======== PAGE EXTRACT
In the next case report a medical student described his own case of a central hip joint dislocation with acetabular fracture following a motorcycle accident treated by a resposition, and traction for 3 months. Two years later necrosis of the head of the right femur was diagnosed. The next surgical operation was unsuccessful, and the disability was worse than before the surgery. The patient could not walk at all due to defective necrotic femoral head. The 1st fetal cell transplantation of placenta, mesenchyme, cartilage and osteoblasts, was followed by ozonetherapy and magnetic field therapy. Two months later the 2nd cell transplantation of placenta, mesenchyme, cartilage and hypothalamus, was done, and 4 months later the 3rd cell transplantation of placenta , mesenchyme, cartilage and hypothalamus. Since that time there was a continuous improvement and x-rays taken 3 years later showed a healing of femoral head, althout some flatness, but the patient was mobile. 
A 60 years’ old female had osteomyelitis of the left femur at the age of 10 which caused a shortening of the left leg by 2 cm, and thereby foot was in a permanent ‘walking on the tiptoes’ position, and there was an ankylosis of the left hip joint in adduction-, flexion-, and external rotation, with a pronounced periarthropathy. The severe coxarthrosis brought on the aseptic necrosis of the femoral head 50 years after the osteomyelitis in childhood, with inability to walk whatsoever. Steroids did not help at all. Cell transplantation was carried out three times, with intraarticular implantation of cartilage, and systemic implantation of mesenchyme, thymus, liver, placenta, osteoblasts, adrenal cortex. The result was excellent , the patient could again work in her food store without crutches, that she had to use for years. 
Clinical protocol for fetal precursor cell transplantation treatment of diseases of locomotor apparatus:
The patient has to be prepared for for fetal precursor cell xenotransplantation by elimination of metabolic imbalance, hypoalbuminemia, chronic infection by hospitalization with intravenous fluids, sufficient doses of antibiotics, pulmonary physiotherapy, proper urinary drainage, etc., so that the patient’s clinical condition will be compensated as well as possible;.
Parameters to be followed in patients before and after fetal precursor cell xenotransplantation, and the frequency:
i/ complete CBC once a month
Ii / level of serum albumin once a month
Iii / level of serum calcium and phosphorus once a month
Iv / serum chemistry once a month
V / serum alkaline phosphatase once a month
Vi / x-rays as necessary
Vii / CAT scan as necessary
Viii / MRI as necessary
Ix / body weight once a week
X / bone scan as necesary
Xi / 24-h urine calcium as necessary
- Immunological: once a month x3, then every 3 months:
I / total lymphocytes
Ii / T-lymphocytes (CD3+)
Ii / T-helpers (CD4+)
Iv / T-suppressors (CD8+) and CD4/CD8
V / NK (CD16)
Vi / B-lymphocytes (CD22 and CD19)
Vii / serum IgG, IgA, IgM
Viii / serum complement (CH50)
- Special: once every 6 months
- osteoporosis :
T3, T4, TSH
- serum protein electrophoresis
serum 25-hydroxycholecalciferol and 1,25-dihydrocholecalciferol
serum 25-hydroxycholecalciferol and 1,25-dihydrocholecalciferol
bone biopsy with double tetracycline-labeled histometry
- hyperparathyroidism :
circulating immunoreactive parathyroid hormone
serum electrophoresis (monoclonal protein)
bone marrow examination
urine for Bence Jones protein
serum level of monoclonal protein
Frequency of office visits: 4 weeks and 48 hours before fetal precursor cell xenotransplantation, 24 hours after and then once a week for the first month after fetal cell cell transplantation, once a month thereafter.
================
◆ **QUESTIONS**:
A – Translate this sentence from the fetal cell transplantation text into Spanish: "Two years later necrosis of the head of the right femur was diagnosed."
B – Repeat word for word the part of the fetal cell transplantation text from "bone marrow examination" to "a month thereafter.".
The items come from a separate source unrelated to this text.
======== SUPPLIED RECORDS
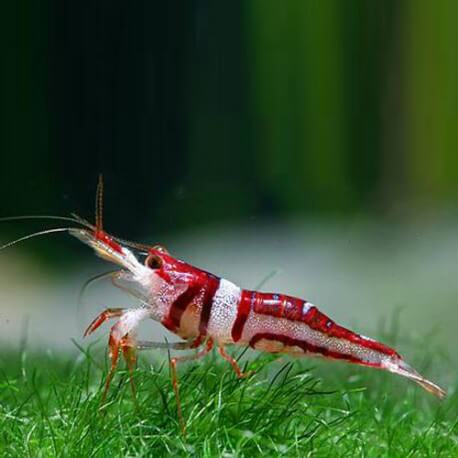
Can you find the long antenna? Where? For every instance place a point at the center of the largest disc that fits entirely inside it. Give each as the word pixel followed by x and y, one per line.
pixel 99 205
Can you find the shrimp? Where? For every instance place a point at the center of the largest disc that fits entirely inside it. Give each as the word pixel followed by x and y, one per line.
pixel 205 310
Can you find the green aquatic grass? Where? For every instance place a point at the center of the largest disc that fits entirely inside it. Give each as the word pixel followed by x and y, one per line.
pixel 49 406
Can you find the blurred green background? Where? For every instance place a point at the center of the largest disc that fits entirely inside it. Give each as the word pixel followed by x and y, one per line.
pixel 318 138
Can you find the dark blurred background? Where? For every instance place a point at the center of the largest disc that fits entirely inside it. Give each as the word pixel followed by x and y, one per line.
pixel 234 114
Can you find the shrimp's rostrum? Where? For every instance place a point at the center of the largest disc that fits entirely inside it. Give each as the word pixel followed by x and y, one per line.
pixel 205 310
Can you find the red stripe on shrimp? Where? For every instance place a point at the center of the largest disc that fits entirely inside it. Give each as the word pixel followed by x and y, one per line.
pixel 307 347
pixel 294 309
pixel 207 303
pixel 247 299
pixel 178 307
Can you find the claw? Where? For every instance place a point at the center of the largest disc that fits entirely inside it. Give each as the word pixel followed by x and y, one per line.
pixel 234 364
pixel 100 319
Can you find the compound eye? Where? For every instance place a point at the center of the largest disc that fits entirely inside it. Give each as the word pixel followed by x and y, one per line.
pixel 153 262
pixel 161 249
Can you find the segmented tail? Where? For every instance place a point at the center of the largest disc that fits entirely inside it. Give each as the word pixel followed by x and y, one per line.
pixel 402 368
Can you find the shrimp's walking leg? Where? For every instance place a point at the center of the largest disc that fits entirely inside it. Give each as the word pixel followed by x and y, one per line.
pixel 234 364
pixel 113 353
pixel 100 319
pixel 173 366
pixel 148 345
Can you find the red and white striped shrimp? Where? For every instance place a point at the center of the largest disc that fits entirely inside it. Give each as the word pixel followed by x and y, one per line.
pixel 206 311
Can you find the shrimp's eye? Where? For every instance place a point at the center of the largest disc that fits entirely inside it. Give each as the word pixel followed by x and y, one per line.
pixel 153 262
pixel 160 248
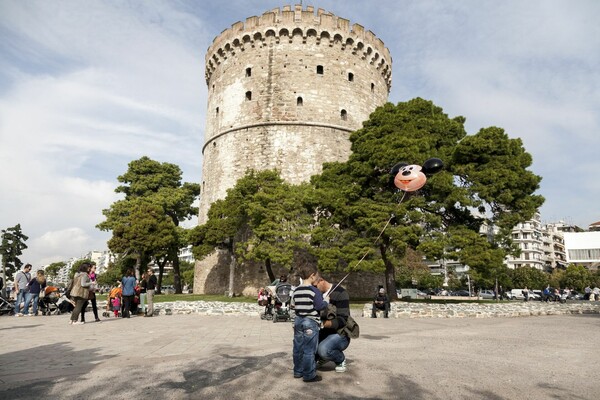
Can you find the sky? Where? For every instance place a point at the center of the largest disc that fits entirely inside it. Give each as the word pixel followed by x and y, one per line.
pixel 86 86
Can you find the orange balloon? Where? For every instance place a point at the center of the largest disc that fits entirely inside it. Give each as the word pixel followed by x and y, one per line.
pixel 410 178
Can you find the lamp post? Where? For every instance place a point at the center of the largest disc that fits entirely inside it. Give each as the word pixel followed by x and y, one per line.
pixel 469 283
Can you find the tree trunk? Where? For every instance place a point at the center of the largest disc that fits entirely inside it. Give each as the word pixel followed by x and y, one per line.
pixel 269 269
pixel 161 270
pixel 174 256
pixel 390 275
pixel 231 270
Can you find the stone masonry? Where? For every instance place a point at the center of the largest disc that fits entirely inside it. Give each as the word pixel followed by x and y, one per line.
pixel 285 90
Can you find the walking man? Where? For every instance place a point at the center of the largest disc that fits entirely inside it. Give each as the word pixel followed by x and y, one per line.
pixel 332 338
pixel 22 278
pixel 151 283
================
◆ **ANSWERS BY ITEM**:
A – Dos años después se diagnosticó necrosis de la cabeza del fémur derecho.

B –
bone marrow examination
urine for Bence Jones protein
serum level of monoclonal protein
Frequency of office visits: 4 weeks and 48 hours before fetal precursor cell xenotransplantation, 24 hours after and then once a week for the first month after fetal cell cell transplantation, once a month thereafter.